### WHAT YOU ARE ASKED TO DO
Filter the rows below and keep only those that contain the string "striped", treating uppercase and lowercase as different.

-- START OF EXERCISE MATERIALS --

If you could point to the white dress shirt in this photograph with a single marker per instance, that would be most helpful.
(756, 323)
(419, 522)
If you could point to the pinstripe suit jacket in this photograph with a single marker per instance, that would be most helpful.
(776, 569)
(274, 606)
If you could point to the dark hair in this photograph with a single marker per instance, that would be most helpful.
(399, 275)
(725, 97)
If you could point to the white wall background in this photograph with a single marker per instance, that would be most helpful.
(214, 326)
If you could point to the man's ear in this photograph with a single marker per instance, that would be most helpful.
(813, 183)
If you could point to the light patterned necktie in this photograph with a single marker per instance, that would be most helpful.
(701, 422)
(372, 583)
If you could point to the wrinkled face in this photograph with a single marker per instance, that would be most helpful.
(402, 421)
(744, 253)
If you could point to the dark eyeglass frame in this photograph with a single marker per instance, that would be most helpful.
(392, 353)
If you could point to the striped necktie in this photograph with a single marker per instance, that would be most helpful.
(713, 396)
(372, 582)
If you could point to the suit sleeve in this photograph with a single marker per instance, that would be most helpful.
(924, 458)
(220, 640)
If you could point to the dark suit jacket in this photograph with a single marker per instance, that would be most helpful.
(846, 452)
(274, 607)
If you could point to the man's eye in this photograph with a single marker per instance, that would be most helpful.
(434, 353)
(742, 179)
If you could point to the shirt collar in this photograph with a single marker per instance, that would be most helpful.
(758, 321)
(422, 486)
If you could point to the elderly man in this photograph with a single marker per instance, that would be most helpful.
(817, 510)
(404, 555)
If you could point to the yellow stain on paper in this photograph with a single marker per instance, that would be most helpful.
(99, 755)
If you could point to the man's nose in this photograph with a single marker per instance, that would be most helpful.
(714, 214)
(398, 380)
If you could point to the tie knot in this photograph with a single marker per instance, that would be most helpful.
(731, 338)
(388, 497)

-- END OF EXERCISE MATERIALS --
-- START OF EXERCISE MATERIALS --

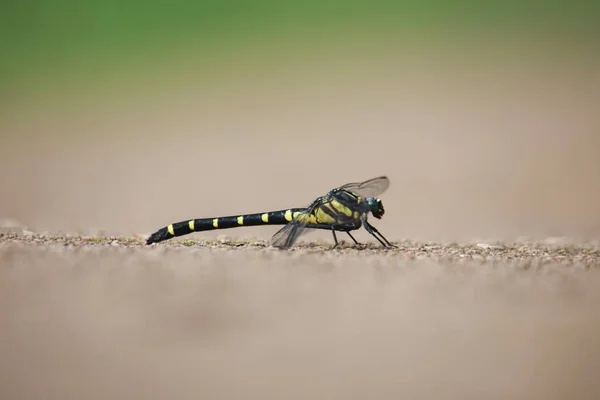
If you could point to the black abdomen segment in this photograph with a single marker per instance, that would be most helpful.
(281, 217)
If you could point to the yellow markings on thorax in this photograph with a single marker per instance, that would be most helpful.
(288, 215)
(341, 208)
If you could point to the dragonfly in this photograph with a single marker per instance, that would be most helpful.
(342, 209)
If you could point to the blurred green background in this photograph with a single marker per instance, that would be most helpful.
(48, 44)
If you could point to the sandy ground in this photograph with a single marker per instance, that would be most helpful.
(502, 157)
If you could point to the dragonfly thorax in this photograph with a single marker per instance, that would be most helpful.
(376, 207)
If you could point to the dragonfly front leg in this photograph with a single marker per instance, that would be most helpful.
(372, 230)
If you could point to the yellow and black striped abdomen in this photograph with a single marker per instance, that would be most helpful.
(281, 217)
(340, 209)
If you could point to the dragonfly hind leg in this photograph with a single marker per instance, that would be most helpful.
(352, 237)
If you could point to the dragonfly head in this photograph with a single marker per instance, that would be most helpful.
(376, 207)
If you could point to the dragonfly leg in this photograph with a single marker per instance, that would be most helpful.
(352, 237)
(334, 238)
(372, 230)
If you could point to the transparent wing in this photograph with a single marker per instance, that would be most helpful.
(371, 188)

-- END OF EXERCISE MATERIALS --

### SOLVED EXERCISE
If you could point to the striped necktie in this photograph with a single marker per instance, that would be most helpful.
If you could point to the yellow and black striped abdomen in this photograph with a single marker per instance, that would be most helpful.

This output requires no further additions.